Data extract:
----------

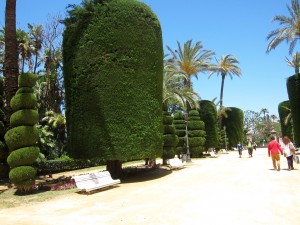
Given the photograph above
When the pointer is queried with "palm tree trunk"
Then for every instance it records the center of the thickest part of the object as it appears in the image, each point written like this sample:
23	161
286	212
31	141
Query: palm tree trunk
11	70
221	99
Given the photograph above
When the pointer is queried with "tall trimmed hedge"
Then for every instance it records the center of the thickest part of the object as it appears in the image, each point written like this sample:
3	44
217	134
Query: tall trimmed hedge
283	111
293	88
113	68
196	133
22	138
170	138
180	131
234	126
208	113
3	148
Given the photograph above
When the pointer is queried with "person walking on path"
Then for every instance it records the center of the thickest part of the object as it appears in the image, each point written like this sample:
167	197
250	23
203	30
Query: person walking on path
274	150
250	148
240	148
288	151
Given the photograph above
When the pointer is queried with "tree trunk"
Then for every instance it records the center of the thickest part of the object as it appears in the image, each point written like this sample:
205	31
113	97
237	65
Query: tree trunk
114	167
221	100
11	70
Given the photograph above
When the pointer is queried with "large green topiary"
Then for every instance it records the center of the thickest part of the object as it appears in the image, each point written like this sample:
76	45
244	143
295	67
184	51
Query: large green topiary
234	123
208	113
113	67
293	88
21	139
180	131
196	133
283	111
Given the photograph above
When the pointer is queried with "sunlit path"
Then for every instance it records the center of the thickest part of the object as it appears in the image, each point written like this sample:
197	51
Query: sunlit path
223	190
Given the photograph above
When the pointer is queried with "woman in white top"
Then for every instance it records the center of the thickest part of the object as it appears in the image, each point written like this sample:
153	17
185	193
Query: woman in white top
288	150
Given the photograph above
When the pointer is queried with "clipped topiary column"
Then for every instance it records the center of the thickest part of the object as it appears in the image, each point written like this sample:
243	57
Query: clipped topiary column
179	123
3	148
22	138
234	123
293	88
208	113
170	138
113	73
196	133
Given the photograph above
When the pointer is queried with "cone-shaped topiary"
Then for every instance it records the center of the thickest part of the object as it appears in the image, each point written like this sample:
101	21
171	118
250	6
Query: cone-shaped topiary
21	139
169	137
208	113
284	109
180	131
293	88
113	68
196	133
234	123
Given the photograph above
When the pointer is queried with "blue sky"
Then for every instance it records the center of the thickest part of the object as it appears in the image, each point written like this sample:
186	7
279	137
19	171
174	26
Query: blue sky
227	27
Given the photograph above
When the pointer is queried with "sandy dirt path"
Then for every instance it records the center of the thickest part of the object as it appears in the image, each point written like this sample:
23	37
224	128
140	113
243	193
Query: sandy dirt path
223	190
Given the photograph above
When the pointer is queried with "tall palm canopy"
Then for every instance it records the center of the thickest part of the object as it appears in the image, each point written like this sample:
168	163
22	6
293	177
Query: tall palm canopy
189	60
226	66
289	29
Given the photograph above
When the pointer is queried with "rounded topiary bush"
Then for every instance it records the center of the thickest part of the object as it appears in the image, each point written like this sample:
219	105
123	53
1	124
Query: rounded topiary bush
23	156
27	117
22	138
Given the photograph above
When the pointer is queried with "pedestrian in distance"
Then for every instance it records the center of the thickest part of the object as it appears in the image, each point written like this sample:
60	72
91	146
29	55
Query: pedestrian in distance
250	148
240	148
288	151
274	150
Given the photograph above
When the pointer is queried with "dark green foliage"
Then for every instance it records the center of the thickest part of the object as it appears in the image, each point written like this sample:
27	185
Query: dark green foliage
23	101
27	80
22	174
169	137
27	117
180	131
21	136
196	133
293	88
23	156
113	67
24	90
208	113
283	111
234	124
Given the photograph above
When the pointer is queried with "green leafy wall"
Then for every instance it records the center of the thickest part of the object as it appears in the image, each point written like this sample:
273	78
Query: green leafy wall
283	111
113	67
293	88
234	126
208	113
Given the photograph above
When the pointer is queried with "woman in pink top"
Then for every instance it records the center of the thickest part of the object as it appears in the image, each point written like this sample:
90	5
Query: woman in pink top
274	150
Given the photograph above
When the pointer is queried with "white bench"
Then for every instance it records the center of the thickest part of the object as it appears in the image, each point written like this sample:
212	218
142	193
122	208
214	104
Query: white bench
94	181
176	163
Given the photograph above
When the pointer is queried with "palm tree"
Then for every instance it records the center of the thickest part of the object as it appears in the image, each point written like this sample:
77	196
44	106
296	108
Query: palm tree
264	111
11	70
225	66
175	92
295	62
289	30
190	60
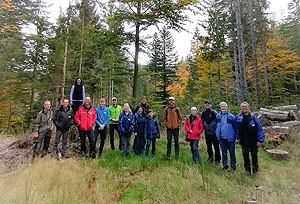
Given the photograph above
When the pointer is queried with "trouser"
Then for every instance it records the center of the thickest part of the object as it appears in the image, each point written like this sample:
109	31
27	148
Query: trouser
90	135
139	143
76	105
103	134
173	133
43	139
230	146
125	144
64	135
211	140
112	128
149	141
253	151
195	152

----------

Goal:
Copy out every line of the material above exactly, skipping the pictures.

Reply to the exercise:
Given the photograph above
When the pointer is queried with "palm tree trunk"
Then for every instance it records the center of the thickest part of the object as it appears in the image, each point written like this sample:
23	161
286	212
31	141
Query: palm tree trunk
11	70
221	99
Given the photograph above
When the pointer is queried with "tall trimmed hedge"
Then for every instance it records the center of the thickest part of the object as it appears in the image, each point written like this sample:
3	44
217	134
Query: tall trimmed hedge
283	111
293	88
113	68
196	133
22	138
170	138
180	131
234	126
208	113
3	148
Given the photograph above
When the pointer is queried with "person walking on path"
Then for every instance it records the center of the thickest part of the object as it appears in the image, each point written like this sample:
167	197
250	23
203	30
Query: person walking on path
274	150
250	148
240	148
288	151
Given the photograph above
When the pointer is queried with "tree trunk"
Then for every instance it records the center of the thickest part of the object as it appears in the image, each point written like this sample:
205	31
113	97
237	65
Query: tree trunk
114	167
221	100
11	70
Given the photograph above
When the pointer is queried with "large green topiary"
Then for every instance it records the center of the thickest part of the object as it appears in the image, each point written like this sample:
76	45
244	143
295	67
184	51
Query: large green topiary
234	123
208	113
113	67
293	88
21	139
180	131
196	133
283	111
Given the photograph above
When the pointer is queried with "sunlit path"
Then for every instance it records the center of the thickest part of the object as it appears in the image, each point written like this sample:
197	51
Query: sunlit path
223	190
Given the photograph above
When the pointer is queried with "woman in white top"
Then for every instance it records the center of the thickest part of the object as it appears in the image, each point written like this sample:
153	17
185	193
Query: woman in white top
288	150
Given the photograph above
When the pointer is queried with "clipped topiary column"
Then for every instance it records the center of the thickest part of the object as it appears in the image, each point written like this sample:
243	57
Query: clipped topiary column
179	123
3	148
22	138
234	123
293	88
208	113
170	138
113	73
196	133
Given the photograph above
When the pointer is queried with "cone-shaped topiary"
Then for every instance it records the center of the thickest part of the object as it appears in the image, each point written like this sample:
101	21
171	118
250	6
Query: cone-shaped topiary
21	139
169	137
208	113
284	109
180	131
293	88
113	68
196	133
234	123
Given the photograph above
When the pointer is queried with "blue sky"
Then for every instance it records the center of the thickest part of the object as it appears in the image, each point written like this sample:
186	7
279	137
19	171
174	26
Query: blue sky
227	27
Given the photograph above
When the pointer is queried with "sandy dirt path"
Then for every instance it records the center of the thickest part of the object as it appears in the image, each point written like this sample:
23	37
224	128
140	113
243	193
Query: sandy dirt path
223	190
Given the photograph above
When the pointer is queried with "tall palm canopy"
Then for every instance it records the center of the thickest part of the object as it appears in the image, each point written like this sample:
168	163
22	6
293	177
Query: tall palm canopy
189	60
226	66
289	29
Given the photograph above
When the pointer is queried with "rounded topiary bush"
Then for every instance it records the center of the thickest part of the object as it appears in the image, each point written like this sample:
219	105
123	53
1	124
Query: rounded topiary bush
23	156
27	117
22	138
Given the photograph above
When the pointer is queried with "pedestrian in distance"
Then for every instance it records the center of the thickest part of the object as it appears in the image, each point written like this sample:
60	72
91	146
29	55
Query: pedestrian in distance
250	148
240	148
288	151
274	150
Given the photograph above
When the pointer is queried with "dark green foliage"
Then for every instance it records the center of the thickest part of the object as it appears in the image, each point written like this sample:
27	185
Query: dark green foliage
23	101
27	80
22	174
169	137
27	117
180	131
21	136
196	133
293	88
23	156
113	67
24	90
208	113
283	111
234	124
Given the photograph above
When the pointer is queried with "green leafy wall"
Then for every instance it records the center of the thickest part of the object as it appears in the image, each point written like this sample:
273	78
Query: green leafy wall
283	111
113	67
293	88
234	126
208	113
Given the photograph above
When the pointer is queried with "woman in pink top"
Then for every instance it records the center of the thickest part of the object as it appears in the image, each point written like this sample:
90	5
Query: woman in pink top
274	150
Given the photograph above
When the pointer is queried with "white bench"
Then for every instance it records the center of the thickest part of the object as it appears in the image, each point written like this sample:
212	218
142	193
122	208
214	104
Query: white bench
94	181
176	163
Given the photograph above
When the pointer is queried with "palm tree"
Then for every instance it records the center of the thickest part of the object as it appears in the image, each point written like this sample:
77	196
44	106
296	108
Query: palm tree
264	111
11	70
225	66
175	92
295	62
289	30
190	60
Given the photograph above
When the pointer is queried with "trouser"
Then for every instance it records the center of the thickest part of the object as it appears in the image, each point written like this sample:
109	31
27	148
Query: trouser
90	135
139	143
76	105
103	134
173	133
43	139
230	146
125	144
64	135
211	140
112	128
149	141
253	151
195	152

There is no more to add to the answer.